----- DATA EXTRACT

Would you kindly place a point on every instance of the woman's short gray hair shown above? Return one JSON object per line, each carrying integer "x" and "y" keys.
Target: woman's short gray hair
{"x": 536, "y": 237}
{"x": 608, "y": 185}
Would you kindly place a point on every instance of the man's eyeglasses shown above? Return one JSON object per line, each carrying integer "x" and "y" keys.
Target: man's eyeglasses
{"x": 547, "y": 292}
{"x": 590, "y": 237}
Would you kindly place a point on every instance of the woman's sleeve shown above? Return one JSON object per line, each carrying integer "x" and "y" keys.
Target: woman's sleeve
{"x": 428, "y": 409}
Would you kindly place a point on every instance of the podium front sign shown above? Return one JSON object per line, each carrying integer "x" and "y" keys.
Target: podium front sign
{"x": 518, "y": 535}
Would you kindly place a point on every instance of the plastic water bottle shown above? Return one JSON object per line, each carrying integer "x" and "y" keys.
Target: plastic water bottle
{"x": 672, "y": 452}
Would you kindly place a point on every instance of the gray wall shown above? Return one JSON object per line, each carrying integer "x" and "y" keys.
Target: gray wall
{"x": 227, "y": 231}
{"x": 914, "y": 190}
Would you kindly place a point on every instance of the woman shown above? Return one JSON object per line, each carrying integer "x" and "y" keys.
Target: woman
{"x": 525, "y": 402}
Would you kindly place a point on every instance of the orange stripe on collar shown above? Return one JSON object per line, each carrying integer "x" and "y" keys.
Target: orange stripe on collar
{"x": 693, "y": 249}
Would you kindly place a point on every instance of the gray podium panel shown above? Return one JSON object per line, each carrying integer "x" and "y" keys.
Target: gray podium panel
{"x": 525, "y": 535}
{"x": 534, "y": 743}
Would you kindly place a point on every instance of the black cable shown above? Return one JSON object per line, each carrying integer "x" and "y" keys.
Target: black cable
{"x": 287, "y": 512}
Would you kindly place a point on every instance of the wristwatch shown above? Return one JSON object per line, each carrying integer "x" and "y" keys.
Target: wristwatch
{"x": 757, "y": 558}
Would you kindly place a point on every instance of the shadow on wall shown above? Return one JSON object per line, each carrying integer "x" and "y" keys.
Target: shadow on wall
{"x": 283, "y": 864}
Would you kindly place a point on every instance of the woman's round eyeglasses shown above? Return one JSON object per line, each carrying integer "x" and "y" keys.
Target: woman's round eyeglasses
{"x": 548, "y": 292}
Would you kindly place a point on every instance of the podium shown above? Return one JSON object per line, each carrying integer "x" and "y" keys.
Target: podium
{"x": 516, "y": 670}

----------

Update the entries from the line containing "the woman shown" through the end of the entries, changing every "podium" to "lectern" and leaving all else the same. Give back only that updated stretch.

WORKED ANSWER
Would you kindly place a point on every instance of the woman shown above? Return one JSON object per line, each carrying integer "x" and "y" keys.
Target: woman
{"x": 525, "y": 402}
Would you kindly place a point on every instance of the orange stripe on collar shown above? Return one JSON object per line, each carrying integer "x" and "y" keys.
Target: orange stripe on collar
{"x": 693, "y": 249}
Would you kindly place a point on every instance of the gray lectern panel shown above? Return one JSON object per line, each carrying integer "x" and "y" keys.
Target: gray lectern panel
{"x": 525, "y": 535}
{"x": 534, "y": 743}
Would you kindly place a point on every instance of the black cable shown above? Return one JSON object per line, each carrying integer "x" and "y" keys.
Target: black cable
{"x": 287, "y": 512}
Would you kindly place a point on every instance of the wristwatch shown above? Return one JSON object per line, each carrying integer "x" and "y" keys.
Target: wristwatch
{"x": 757, "y": 558}
Would you kindly place a point on every instance of the shadow on wall shown above? Return one JSON object per line, each carrying integer "x" and "y" keys.
Target: shadow on wall
{"x": 283, "y": 864}
Would you kindly place a point on every instance of the woman's round eyeglasses shown above? Return one JSON object per line, each carrying integer "x" and "y" keys.
Target: woman's round eyeglasses
{"x": 548, "y": 292}
Would you kindly place a point on every instance of the lectern shown above? Return one JSON object per line, each carrying integer "x" and "y" keys.
Target: lectern
{"x": 516, "y": 670}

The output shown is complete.